Programming in base R is more akin to assembly language and has accreted a
babel of inconsistencies that make it difficult to teach and learn. Learning
base R isolates you into a Galapagos island of academics who are either
ignorant of the needs of data workers or too elitist to engage with those not
in their priesthood.

Learning Tidyverse is a considerably better transition for learning other
languages, frameworks, and libraries.

Functional programming is closer to algebra than indexing into data structures
with magic numbers. I've found more success teaching functional pipelines of
data structures using the idioms in Tidyverse as a general framework for data
work than base R. Abstraction has a cost but for learning it is the
appropriate cost.

I sense that much of this `monopolistic` fear mongering is really about
feeling out of date.

**DATASET**
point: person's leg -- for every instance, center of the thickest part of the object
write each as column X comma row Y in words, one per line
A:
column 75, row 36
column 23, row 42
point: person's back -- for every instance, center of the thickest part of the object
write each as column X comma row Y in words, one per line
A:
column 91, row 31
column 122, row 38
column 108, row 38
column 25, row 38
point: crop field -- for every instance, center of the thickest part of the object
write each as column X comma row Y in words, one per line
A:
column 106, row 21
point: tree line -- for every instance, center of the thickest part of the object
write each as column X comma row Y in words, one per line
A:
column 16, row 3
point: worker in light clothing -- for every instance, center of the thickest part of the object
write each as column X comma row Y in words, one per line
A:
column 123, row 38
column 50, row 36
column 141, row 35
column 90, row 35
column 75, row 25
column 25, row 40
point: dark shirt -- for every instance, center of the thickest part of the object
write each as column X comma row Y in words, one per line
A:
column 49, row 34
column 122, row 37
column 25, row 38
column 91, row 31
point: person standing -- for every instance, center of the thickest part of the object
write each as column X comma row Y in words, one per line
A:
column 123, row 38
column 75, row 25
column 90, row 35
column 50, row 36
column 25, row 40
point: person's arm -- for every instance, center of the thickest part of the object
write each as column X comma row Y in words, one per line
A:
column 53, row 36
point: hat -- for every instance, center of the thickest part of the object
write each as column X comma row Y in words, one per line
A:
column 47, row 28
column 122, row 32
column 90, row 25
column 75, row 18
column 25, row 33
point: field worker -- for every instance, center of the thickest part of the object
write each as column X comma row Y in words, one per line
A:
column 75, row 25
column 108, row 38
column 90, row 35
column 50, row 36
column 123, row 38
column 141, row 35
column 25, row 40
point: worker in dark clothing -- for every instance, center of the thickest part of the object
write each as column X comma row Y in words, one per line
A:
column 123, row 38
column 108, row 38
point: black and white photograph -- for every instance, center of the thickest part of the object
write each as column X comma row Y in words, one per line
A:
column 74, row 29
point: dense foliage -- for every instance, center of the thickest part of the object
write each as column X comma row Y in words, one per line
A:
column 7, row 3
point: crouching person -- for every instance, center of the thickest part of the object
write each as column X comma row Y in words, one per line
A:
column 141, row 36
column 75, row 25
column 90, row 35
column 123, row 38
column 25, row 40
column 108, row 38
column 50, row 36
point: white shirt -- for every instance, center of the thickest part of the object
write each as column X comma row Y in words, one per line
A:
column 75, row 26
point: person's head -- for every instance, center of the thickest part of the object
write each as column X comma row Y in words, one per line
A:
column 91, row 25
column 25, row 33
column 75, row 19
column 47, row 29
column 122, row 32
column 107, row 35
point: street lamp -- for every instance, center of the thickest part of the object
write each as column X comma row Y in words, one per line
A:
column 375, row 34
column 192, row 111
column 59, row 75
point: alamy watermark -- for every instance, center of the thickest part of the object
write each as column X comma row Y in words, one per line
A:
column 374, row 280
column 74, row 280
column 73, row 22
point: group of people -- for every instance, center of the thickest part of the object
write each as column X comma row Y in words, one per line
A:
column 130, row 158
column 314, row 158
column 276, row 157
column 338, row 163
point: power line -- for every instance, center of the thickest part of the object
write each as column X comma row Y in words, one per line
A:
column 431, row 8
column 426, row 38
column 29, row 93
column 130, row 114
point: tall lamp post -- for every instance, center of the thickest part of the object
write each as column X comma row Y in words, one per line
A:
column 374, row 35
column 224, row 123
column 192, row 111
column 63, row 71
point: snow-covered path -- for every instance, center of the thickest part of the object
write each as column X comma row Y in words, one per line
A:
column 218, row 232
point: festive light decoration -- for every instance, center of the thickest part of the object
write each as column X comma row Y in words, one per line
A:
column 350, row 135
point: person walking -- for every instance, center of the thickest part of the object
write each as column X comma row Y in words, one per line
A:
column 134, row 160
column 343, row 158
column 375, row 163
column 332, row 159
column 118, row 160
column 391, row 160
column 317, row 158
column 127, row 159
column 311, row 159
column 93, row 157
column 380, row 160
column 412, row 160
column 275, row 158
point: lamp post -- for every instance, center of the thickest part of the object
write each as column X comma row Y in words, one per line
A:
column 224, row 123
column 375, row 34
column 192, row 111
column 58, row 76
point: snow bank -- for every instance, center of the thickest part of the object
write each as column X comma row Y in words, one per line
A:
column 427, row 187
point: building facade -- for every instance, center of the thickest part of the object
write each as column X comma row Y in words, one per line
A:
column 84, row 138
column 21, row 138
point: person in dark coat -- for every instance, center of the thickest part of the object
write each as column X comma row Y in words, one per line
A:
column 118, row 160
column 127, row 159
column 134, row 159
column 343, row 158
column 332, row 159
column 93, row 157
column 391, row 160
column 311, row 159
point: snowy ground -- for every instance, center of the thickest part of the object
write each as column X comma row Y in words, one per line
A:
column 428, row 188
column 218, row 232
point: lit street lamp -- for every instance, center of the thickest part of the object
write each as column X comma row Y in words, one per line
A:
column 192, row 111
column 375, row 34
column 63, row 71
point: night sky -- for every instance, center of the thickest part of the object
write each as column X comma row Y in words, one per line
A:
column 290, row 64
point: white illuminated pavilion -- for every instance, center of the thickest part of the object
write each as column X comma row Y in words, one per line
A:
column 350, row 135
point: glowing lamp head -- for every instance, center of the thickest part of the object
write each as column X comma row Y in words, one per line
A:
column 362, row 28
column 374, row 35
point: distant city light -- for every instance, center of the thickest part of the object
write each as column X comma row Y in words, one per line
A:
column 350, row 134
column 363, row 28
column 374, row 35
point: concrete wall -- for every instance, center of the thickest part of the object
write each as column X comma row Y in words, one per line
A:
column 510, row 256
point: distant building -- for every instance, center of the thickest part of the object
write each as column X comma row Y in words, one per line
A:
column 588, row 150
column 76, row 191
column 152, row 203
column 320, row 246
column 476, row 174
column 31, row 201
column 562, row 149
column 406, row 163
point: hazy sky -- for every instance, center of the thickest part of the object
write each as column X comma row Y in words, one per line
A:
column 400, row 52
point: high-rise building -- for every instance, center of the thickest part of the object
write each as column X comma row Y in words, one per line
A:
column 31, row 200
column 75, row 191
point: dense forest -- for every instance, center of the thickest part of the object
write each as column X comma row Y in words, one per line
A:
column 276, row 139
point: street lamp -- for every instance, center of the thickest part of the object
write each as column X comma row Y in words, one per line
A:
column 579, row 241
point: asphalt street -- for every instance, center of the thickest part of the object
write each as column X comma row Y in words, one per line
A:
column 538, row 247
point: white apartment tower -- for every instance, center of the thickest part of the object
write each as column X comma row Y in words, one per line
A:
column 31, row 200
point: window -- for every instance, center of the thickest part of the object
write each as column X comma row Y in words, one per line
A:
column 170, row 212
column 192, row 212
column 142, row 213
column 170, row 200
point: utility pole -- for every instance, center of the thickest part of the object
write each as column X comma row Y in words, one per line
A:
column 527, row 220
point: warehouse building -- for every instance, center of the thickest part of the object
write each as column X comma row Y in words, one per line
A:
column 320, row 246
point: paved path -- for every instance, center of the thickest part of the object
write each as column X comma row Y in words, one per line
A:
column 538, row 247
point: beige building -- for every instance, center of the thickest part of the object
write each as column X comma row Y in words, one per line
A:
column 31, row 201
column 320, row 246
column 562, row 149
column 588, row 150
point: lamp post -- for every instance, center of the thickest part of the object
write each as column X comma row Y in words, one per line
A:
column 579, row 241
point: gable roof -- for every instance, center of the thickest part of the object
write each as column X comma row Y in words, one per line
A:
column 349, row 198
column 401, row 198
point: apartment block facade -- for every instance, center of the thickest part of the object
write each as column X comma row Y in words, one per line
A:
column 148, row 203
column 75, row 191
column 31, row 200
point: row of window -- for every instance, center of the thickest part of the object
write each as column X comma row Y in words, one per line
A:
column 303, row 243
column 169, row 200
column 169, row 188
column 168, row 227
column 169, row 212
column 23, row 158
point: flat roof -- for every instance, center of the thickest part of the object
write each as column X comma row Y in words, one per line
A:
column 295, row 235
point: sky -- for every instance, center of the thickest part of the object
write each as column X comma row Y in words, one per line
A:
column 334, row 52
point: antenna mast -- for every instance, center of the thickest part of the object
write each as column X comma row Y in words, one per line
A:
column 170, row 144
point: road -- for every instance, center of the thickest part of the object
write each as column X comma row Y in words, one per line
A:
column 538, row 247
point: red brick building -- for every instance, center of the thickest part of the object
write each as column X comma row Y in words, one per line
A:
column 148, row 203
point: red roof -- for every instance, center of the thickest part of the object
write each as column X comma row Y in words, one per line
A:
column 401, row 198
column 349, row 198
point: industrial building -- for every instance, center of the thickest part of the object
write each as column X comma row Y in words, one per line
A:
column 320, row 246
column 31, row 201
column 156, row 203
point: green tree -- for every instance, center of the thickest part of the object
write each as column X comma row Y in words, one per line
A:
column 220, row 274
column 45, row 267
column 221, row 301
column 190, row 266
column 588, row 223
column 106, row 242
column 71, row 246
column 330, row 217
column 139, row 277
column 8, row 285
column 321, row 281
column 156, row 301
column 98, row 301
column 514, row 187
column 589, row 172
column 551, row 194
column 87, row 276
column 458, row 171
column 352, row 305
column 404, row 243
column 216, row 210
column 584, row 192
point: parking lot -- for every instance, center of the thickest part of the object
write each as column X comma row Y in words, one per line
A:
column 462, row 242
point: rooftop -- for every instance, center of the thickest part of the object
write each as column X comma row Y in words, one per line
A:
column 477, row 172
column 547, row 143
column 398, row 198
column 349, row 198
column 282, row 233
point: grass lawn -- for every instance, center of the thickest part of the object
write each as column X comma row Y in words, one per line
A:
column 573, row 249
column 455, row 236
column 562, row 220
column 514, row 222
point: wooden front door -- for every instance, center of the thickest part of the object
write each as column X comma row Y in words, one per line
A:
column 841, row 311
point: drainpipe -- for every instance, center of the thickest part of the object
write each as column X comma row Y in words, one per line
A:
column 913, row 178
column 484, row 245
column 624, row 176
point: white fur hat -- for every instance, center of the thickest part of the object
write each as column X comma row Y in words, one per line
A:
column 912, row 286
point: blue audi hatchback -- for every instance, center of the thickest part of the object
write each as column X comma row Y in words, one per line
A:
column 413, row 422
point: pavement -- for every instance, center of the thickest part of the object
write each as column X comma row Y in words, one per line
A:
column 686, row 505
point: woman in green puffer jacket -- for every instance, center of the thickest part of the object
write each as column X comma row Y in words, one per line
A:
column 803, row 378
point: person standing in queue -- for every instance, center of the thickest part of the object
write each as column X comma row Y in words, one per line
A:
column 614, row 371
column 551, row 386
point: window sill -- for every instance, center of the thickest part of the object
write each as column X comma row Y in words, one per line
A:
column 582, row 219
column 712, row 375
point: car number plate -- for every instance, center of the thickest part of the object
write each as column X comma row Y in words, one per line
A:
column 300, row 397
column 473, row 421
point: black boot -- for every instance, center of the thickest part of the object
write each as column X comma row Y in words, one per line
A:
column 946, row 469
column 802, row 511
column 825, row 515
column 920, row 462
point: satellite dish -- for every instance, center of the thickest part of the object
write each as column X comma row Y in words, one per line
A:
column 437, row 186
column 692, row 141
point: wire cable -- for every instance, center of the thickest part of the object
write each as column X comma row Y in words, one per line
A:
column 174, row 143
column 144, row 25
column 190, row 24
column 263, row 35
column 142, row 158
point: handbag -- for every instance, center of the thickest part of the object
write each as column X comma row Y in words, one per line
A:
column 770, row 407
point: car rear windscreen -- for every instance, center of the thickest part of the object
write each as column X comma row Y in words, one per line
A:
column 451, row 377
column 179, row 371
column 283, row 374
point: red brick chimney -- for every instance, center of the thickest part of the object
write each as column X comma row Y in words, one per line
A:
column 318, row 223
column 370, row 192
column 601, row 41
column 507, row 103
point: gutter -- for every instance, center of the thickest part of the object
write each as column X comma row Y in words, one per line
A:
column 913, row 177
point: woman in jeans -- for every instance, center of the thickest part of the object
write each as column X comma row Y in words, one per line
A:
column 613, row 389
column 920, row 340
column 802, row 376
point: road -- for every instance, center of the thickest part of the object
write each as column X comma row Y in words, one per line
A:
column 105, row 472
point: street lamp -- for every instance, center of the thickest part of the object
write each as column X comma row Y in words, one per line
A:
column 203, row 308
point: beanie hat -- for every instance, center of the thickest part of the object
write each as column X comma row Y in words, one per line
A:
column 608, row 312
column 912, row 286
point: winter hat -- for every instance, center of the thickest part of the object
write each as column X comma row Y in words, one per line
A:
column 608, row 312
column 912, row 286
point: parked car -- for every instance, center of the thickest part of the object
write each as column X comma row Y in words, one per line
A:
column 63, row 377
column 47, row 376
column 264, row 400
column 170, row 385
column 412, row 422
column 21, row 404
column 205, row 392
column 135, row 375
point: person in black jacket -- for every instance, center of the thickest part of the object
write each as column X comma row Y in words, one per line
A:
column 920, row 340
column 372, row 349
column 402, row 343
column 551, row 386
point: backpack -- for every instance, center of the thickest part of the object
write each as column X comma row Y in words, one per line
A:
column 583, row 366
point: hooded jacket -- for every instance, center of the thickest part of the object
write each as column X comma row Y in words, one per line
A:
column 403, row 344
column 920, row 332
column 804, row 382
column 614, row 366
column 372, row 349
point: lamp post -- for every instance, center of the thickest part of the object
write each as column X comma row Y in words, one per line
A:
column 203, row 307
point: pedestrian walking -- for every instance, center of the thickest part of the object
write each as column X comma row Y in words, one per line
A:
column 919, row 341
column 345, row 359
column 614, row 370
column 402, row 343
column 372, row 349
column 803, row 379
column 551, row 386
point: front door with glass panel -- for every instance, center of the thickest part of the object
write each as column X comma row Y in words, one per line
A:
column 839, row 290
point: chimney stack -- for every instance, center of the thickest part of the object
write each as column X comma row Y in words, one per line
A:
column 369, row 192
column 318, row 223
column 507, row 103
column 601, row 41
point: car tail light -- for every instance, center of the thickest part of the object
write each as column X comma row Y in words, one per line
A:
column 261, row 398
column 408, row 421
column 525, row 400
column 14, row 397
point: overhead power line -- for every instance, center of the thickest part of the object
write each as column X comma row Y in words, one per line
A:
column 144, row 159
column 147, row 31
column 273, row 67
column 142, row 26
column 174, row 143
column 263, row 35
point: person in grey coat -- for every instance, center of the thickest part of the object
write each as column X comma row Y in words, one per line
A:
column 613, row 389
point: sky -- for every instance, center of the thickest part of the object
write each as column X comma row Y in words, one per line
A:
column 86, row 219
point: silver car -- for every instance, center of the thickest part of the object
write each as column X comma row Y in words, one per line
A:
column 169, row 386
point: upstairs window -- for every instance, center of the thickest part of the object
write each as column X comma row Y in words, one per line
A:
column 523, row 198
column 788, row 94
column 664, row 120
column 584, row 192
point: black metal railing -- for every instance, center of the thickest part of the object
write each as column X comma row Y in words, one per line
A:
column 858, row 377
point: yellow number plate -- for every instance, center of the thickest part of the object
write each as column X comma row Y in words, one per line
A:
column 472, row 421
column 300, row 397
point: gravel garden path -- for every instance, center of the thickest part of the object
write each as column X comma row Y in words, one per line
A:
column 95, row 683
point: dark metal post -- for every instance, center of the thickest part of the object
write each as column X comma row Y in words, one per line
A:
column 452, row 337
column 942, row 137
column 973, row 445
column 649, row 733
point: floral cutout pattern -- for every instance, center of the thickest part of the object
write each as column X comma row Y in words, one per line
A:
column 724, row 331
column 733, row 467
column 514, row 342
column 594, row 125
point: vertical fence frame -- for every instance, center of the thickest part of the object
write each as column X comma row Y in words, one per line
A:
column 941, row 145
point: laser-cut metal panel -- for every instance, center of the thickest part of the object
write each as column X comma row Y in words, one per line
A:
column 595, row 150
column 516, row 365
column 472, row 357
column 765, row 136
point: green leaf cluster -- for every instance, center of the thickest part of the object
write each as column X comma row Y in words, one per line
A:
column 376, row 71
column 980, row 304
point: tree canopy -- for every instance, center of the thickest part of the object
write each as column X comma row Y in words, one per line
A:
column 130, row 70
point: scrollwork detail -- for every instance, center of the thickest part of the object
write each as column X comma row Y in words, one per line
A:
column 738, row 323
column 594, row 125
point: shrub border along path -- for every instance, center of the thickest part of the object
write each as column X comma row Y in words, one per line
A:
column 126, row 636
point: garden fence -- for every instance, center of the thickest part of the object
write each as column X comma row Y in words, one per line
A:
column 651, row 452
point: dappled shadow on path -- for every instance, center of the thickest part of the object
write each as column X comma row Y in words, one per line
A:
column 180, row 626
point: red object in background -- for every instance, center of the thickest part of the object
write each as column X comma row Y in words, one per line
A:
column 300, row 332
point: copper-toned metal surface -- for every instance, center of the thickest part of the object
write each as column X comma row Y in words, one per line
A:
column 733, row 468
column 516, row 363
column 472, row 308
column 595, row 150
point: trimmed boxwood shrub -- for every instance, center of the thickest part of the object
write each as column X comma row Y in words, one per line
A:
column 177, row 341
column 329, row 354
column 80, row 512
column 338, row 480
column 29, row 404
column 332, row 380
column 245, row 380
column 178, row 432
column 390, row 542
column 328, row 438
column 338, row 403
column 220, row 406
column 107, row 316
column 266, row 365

**TASK REQUIREMENTS**
1. Do the following statements agree with the comment on base R and Tidyverse? Answer yes or no for each, quoting the words of the comment that decide it.
(a) Functional programming is described as closer to algebra than indexing into data structures with magic numbers.
(b) The comment claims that abstraction comes at no cost.
(c) The writer reports more success teaching with base R than with the idioms in Tidyverse.
2. Rewrite the comment on base R and Tidyverse from "Learning Tidyverse is" up to and including "appropriate cost.", changing "algebra" to "arithmetic".
These records were taken from a different source than the comment.

**COMPLETE ANSWERS**
1.
(a) Yes: "Functional programming is closer to algebra than indexing into data structures with magic numbers."
(b) No: "Abstraction has a cost but for learning it is the appropriate cost."
(c) No: "I've found more success teaching functional pipelines of data structures using the idioms in Tidyverse as a general framework for data work than base R."

2.
Learning Tidyverse is a considerably better transition for learning other
languages, frameworks, and libraries.

Functional programming is closer to arithmetic than indexing into data structures
with magic numbers. I've found more success teaching functional pipelines of
data structures using the idioms in Tidyverse as a general framework for data
work than base R. Abstraction has a cost but for learning it is the
appropriate cost.